[Stored dataset items]
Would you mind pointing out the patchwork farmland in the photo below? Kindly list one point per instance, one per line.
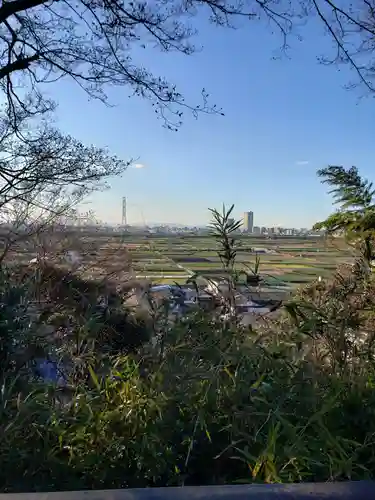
(288, 261)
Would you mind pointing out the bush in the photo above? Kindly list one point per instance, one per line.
(207, 402)
(214, 404)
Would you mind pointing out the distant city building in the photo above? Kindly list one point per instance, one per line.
(248, 221)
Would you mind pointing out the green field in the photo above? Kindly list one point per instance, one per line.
(286, 260)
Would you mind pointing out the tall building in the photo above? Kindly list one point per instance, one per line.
(248, 221)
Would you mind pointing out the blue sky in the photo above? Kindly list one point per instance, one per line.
(284, 119)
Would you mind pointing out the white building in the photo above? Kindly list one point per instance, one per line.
(248, 221)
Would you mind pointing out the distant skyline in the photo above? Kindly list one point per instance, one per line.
(284, 119)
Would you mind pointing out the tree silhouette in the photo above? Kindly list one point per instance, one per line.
(355, 218)
(97, 42)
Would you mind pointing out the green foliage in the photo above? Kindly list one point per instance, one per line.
(209, 402)
(356, 216)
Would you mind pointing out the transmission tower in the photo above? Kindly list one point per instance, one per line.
(124, 220)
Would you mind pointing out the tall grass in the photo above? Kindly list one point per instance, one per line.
(210, 403)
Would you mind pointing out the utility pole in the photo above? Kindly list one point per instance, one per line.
(124, 220)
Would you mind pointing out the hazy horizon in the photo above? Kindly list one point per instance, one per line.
(284, 119)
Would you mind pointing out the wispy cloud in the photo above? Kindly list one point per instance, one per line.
(137, 165)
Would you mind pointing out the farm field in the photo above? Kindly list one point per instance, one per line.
(289, 261)
(173, 259)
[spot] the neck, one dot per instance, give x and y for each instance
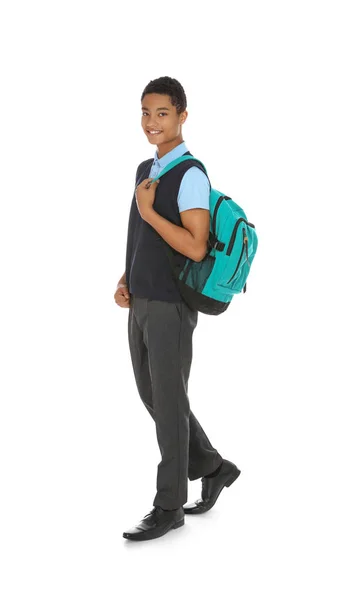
(166, 147)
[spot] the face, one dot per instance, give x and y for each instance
(158, 114)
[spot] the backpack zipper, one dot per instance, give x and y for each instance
(233, 235)
(245, 245)
(219, 201)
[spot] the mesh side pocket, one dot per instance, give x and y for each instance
(199, 273)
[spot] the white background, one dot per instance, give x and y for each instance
(273, 102)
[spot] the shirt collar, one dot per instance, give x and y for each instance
(170, 156)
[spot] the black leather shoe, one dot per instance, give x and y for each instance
(211, 488)
(156, 523)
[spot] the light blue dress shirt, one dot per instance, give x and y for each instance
(194, 191)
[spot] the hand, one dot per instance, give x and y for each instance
(145, 196)
(122, 296)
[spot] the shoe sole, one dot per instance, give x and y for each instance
(233, 478)
(154, 537)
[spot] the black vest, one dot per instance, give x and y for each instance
(148, 272)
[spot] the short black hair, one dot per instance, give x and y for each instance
(170, 86)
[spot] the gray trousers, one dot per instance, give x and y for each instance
(160, 341)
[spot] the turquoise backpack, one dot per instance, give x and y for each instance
(209, 285)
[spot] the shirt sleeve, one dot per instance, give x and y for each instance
(194, 191)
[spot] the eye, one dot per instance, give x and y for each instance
(145, 113)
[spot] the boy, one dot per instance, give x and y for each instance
(160, 325)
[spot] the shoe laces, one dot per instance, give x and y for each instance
(154, 510)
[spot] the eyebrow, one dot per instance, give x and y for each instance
(161, 108)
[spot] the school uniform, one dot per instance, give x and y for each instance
(160, 329)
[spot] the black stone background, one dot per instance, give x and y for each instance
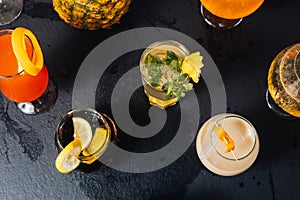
(242, 54)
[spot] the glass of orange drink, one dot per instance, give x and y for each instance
(24, 78)
(10, 10)
(227, 13)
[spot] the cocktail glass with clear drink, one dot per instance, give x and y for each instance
(283, 94)
(227, 144)
(166, 69)
(82, 136)
(227, 13)
(24, 78)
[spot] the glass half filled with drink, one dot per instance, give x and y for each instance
(82, 136)
(227, 144)
(227, 13)
(283, 94)
(166, 69)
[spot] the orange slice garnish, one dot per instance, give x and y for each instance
(31, 65)
(225, 138)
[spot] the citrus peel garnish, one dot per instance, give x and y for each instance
(30, 65)
(67, 160)
(225, 138)
(192, 65)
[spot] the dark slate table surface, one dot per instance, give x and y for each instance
(243, 56)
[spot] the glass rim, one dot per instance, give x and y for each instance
(9, 32)
(294, 48)
(253, 131)
(101, 148)
(160, 43)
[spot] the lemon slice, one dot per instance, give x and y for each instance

- [ABOUT THIS TASK]
Print every line above once more, exactly. Omit the pictures.

- [SOLUTION TO THIS PROBLEM]
Would you mind pointing out the patchwork farmland in the photo below? Kindly list one point per instance, one per line.
(288, 261)
Would you mind pointing out the bush in the photo above? Kindly list one point per instance, one per line.
(207, 402)
(214, 404)
Would you mind pointing out the distant city building in the photo above? Kindly list one point per instance, one per line.
(248, 221)
Would you mind pointing out the green field in the photo above? Kindly list one point per instance, one per line.
(286, 260)
Would you mind pointing out the tall building in the photo above? Kindly list one point per instance, one per line.
(248, 221)
Would you mind pointing out the blue sky in the photo above? Kindly list one point per instance, one per line.
(284, 119)
Would you mind pointing out the white building in the photo above? Kindly list one point per instance, one per line.
(248, 221)
Would you mind pointing out the distant skyline in the photo above? Kindly list one point per instance, one per line.
(284, 119)
Would you mind pointing out the tree silhouette in the photo above? Kindly list one point per instance, one per line.
(355, 218)
(97, 42)
Would you mind pointing out the green foliage in the photo above? Kindly list one point per instance, one per line.
(209, 402)
(356, 216)
Would you mind pointing out the transmission tower in the photo above? Kindly list one point per instance, one per line.
(124, 220)
Would you mind pointing out the tall grass in the photo above? Kindly list one point per instance, one per line.
(210, 403)
Would you mind pointing out the utility pole in the photo above? Kindly list one point per instance, one per line.
(124, 220)
Would you mind pointing out the hazy horizon in the photo above? Kindly list one point per instance, one per line.
(284, 119)
Would you mind pointing out the wispy cloud in the photo above? Kindly list one point per instance, one per line.
(137, 165)
Would you mind pointing out the farm field in the photo above? Kindly list one point per instance, one per line.
(289, 261)
(173, 259)
[spot] the neck, one dot per instance, give x and y for each instance
(166, 147)
[spot] the face, one dot per instance, give x and y for each instance
(158, 114)
[spot] the backpack zipper, one dot per instance, give x and y for each instance
(233, 235)
(245, 245)
(219, 201)
[spot] the mesh side pocket, one dot per instance, give x and y for each instance
(199, 273)
[spot] the white background, one dot per instance, give x and y for each instance
(273, 102)
[spot] the shirt collar, one dot per instance, give x and y for each instance
(170, 156)
[spot] the black leather shoe, one dot per instance, give x and y for each instance
(211, 488)
(156, 523)
[spot] the light blue dress shirt, one dot per instance, give x and y for each instance
(194, 191)
[spot] the hand, one dot per instance, give x and y for each instance
(145, 196)
(122, 296)
[spot] the shoe sole, one dot per instance, give x and y for each instance
(233, 478)
(154, 537)
[spot] the black vest, one dot per instance, give x and y for each instance
(148, 272)
[spot] the short black hair, one dot per instance, give x and y for each instance
(170, 86)
[spot] the gray trousers, one dot per instance, give x and y for each instance
(160, 341)
[spot] the turquoise backpack, one dot per instance, give x and y for each instance
(209, 285)
[spot] the shirt sleeve, one dot per instance, give x and y for each instance
(194, 191)
[spot] the eye, one dot per instance, give x and y for each instance
(145, 113)
[spot] the boy, one dot per instance, give x and y for each instance
(160, 325)
[spot] the shoe laces, one dot per instance, give x and y for each instance
(154, 510)
[spot] the eyebrow, one dot per instance, give x and y for each instance
(161, 108)
[spot] the school uniform, one dot per instance, give x and y for each instance
(160, 329)
[spot] the black stone background, one dot per instance, give x and y for each instance
(242, 54)
[spot] the glass of orange drink, one dot per instance, give x and y for each instance
(24, 78)
(10, 10)
(227, 13)
[spot] the cocktail glass with clear drink, one dot per instance, give x and y for each instance
(283, 94)
(227, 144)
(166, 69)
(82, 136)
(227, 13)
(24, 78)
[spot] the glass half filled with drink, one dot per instance, give x and y for each instance
(82, 136)
(227, 144)
(227, 13)
(283, 94)
(166, 69)
[spot] the orange slice garnish, one dot per instance, give x and y for each instance
(31, 65)
(225, 138)
[spot] the citrus peel garnish, one dot per instance, give x and y for each instance
(30, 65)
(67, 160)
(225, 138)
(192, 65)
[spot] the dark slate table surface, one dot per instance, give x and y for each instance
(243, 56)
[spot] the glass rim, one dot per instance, give x and y for each instance
(9, 32)
(294, 48)
(253, 131)
(101, 148)
(160, 43)
[spot] the lemon slice, one dot per instance, give x and y for each instance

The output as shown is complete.